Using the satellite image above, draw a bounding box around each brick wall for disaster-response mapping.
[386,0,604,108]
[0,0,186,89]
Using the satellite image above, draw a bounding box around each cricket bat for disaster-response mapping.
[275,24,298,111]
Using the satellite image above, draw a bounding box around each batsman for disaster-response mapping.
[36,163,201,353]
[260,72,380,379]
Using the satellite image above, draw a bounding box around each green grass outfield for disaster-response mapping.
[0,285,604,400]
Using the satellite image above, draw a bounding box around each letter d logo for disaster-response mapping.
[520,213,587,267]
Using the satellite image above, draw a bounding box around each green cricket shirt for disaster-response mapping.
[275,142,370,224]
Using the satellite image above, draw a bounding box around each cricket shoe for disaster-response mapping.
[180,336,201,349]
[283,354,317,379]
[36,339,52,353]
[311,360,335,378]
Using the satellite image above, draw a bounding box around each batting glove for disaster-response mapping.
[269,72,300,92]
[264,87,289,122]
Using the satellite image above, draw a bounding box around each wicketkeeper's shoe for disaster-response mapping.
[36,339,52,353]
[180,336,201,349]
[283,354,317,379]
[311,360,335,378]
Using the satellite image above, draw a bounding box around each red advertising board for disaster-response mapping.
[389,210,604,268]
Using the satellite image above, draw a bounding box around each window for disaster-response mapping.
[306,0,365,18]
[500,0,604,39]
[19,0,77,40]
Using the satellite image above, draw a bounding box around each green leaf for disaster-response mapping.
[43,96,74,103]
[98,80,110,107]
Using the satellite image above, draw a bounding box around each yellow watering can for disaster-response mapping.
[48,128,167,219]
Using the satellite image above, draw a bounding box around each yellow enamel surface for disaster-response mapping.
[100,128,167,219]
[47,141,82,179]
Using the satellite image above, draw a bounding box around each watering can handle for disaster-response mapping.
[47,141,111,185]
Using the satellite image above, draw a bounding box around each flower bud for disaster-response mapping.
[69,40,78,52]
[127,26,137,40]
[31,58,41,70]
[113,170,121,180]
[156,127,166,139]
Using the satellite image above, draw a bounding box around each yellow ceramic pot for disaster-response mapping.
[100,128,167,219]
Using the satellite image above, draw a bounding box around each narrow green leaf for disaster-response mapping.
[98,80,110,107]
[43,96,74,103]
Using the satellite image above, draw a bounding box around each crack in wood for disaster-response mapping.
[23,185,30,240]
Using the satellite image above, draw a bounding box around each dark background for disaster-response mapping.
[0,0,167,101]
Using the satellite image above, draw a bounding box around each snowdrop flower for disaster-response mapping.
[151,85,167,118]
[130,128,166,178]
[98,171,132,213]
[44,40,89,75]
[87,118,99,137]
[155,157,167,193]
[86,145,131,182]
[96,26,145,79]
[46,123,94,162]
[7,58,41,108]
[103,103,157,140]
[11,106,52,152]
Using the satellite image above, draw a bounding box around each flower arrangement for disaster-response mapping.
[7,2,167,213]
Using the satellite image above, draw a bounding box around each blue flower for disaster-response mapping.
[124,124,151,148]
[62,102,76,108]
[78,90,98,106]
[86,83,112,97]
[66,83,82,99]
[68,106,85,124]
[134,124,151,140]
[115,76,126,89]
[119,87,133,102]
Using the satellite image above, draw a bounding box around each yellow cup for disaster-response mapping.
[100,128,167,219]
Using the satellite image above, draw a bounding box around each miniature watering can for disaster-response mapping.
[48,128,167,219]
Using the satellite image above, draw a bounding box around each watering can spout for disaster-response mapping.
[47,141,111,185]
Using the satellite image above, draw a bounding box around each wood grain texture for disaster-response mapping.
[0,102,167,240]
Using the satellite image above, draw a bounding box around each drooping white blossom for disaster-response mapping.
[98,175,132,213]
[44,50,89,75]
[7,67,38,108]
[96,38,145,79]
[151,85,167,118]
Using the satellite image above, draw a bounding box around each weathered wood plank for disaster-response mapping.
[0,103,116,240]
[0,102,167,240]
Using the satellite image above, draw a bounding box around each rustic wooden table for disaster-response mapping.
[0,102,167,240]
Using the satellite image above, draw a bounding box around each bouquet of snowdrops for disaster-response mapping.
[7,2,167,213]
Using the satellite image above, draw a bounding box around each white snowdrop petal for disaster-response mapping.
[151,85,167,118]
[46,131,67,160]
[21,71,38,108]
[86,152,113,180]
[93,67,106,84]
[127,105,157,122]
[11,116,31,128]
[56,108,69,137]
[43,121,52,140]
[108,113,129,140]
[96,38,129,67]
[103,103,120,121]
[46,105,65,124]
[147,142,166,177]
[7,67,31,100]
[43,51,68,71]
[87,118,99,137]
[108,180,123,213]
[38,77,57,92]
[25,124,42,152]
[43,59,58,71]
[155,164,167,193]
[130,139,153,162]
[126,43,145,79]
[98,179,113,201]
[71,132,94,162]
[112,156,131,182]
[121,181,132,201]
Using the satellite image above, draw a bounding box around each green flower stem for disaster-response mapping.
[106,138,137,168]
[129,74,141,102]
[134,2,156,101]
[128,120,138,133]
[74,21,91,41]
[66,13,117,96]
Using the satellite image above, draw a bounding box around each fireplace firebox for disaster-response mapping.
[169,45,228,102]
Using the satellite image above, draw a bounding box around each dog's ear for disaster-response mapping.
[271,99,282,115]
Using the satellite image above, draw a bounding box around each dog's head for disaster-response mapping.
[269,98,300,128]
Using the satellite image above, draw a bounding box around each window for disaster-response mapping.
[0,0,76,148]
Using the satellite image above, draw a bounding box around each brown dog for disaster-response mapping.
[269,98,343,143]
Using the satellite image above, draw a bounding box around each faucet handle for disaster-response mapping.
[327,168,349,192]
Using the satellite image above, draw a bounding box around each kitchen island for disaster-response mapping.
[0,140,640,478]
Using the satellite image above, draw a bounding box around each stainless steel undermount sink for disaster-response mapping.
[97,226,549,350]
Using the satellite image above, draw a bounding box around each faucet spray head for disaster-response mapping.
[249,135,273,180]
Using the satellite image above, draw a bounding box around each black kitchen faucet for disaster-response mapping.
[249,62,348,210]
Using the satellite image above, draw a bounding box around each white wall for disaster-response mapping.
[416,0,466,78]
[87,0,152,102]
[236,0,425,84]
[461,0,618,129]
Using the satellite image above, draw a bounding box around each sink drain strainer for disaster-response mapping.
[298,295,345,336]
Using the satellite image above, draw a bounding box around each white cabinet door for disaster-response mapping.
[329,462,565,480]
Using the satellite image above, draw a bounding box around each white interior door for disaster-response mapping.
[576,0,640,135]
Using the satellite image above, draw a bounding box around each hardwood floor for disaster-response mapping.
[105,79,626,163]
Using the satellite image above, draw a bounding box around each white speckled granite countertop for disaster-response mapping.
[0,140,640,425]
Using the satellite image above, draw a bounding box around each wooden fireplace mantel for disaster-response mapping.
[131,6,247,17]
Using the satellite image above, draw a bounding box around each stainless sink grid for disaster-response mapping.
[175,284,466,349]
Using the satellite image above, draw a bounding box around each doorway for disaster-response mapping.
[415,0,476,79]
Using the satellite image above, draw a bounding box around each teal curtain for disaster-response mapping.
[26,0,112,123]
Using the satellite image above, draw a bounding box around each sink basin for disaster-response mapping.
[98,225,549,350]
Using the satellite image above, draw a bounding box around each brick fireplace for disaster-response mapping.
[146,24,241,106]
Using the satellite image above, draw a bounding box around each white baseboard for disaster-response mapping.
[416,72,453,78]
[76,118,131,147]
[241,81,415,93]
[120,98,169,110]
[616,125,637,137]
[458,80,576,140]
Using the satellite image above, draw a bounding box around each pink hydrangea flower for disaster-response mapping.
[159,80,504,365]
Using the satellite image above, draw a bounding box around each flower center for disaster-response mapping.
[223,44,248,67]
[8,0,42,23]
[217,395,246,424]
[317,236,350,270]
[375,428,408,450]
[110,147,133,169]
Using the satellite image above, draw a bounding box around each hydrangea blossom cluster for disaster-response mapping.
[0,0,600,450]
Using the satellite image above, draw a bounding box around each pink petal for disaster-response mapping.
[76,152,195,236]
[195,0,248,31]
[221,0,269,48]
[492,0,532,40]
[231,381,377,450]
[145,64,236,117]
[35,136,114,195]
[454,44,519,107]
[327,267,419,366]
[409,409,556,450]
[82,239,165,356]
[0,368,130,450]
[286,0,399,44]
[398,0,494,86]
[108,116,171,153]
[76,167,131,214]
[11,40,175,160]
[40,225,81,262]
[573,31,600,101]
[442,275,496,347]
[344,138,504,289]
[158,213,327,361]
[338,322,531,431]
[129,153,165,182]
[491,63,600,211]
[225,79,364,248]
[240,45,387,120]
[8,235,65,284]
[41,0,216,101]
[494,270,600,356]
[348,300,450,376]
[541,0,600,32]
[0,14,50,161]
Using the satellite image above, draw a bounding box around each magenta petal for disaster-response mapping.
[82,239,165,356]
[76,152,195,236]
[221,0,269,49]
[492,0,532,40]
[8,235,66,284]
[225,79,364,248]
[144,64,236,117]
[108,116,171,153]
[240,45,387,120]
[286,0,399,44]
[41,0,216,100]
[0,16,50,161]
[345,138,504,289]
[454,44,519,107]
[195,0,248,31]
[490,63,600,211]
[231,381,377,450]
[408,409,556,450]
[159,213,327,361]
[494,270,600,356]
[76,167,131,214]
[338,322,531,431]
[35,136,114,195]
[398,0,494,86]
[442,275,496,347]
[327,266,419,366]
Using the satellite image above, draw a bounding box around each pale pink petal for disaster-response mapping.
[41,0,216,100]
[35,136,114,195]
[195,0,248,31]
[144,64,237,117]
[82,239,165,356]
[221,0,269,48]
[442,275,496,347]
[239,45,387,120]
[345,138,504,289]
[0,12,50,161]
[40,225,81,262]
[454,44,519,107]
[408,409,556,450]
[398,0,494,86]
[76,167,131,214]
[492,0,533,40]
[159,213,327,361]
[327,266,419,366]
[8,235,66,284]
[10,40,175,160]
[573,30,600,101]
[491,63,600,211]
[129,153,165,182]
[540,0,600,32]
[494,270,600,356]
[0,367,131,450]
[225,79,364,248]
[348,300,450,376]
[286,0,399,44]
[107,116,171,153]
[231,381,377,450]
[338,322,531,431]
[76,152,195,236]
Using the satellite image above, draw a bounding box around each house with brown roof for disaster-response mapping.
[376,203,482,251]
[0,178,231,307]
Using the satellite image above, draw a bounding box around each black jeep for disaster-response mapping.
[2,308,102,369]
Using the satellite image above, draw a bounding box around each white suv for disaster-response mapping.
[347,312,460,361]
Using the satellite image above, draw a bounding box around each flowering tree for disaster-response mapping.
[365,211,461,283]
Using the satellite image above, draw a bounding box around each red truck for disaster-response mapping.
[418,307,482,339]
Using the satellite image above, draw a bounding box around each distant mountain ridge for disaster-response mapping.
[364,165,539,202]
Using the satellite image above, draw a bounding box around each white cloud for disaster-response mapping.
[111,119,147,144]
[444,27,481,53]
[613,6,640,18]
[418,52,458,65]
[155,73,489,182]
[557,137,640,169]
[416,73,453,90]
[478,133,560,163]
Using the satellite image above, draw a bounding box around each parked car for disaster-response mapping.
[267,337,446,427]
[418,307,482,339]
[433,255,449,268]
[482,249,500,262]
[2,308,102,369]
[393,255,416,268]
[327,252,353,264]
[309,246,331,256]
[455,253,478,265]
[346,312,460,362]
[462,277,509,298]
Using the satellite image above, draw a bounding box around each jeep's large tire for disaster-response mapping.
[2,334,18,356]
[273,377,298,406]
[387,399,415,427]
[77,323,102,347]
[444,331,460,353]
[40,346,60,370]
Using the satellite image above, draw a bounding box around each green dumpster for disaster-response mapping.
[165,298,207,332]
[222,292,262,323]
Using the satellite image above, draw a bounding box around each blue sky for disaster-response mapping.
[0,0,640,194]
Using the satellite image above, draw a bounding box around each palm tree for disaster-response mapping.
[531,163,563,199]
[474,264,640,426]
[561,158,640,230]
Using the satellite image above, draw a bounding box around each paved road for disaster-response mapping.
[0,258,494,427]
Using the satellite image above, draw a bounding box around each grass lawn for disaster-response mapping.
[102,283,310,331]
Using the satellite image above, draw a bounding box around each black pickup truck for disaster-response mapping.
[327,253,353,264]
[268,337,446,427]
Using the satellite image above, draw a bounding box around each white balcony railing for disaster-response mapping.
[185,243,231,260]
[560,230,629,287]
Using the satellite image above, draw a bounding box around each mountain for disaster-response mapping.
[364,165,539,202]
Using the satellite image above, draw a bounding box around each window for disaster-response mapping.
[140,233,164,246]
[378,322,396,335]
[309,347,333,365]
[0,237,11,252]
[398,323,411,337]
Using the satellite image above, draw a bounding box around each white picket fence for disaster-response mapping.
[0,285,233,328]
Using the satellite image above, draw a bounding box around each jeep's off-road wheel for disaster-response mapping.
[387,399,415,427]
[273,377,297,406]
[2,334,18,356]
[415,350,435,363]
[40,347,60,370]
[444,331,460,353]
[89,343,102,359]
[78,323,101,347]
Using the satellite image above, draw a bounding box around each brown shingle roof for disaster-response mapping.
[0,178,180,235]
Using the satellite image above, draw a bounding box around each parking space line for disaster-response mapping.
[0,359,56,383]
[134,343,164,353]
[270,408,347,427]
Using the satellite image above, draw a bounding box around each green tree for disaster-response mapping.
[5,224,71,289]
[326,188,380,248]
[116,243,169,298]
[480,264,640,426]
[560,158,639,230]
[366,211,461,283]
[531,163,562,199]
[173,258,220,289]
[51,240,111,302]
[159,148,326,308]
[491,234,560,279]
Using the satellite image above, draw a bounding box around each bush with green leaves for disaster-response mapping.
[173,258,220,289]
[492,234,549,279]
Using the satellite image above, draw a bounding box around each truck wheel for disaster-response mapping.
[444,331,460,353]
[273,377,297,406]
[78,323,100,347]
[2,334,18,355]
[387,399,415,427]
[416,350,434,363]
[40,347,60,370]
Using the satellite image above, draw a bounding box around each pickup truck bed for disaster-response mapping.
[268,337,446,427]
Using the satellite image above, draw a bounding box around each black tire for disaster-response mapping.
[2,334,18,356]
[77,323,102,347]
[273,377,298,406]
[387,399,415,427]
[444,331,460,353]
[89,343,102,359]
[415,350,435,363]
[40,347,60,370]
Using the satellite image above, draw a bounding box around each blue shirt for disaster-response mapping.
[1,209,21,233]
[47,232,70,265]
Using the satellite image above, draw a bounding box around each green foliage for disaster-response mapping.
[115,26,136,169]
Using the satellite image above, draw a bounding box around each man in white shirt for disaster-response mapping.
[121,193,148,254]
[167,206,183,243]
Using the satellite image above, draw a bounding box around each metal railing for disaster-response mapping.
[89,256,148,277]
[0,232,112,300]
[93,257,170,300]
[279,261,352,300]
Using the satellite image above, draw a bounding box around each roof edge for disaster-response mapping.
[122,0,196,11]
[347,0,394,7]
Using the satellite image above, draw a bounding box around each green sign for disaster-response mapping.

### Instructions for the task
Reproduce the entries from the line containing "baseboard for disaster-response mapping." through the line containing "[458,80,576,140]", both lines included, with the request line unchanged. Scale every bounding-box coordinate in the answers by 1.9 and round to whole numbers, with halves rounded up.

### Task result
Using the satellite image above, draw a bounding box around each white baseboard for disaster-response mapping.
[790,137,861,148]
[144,224,249,279]
[458,154,789,177]
[228,186,321,209]
[1170,238,1210,260]
[870,152,1094,266]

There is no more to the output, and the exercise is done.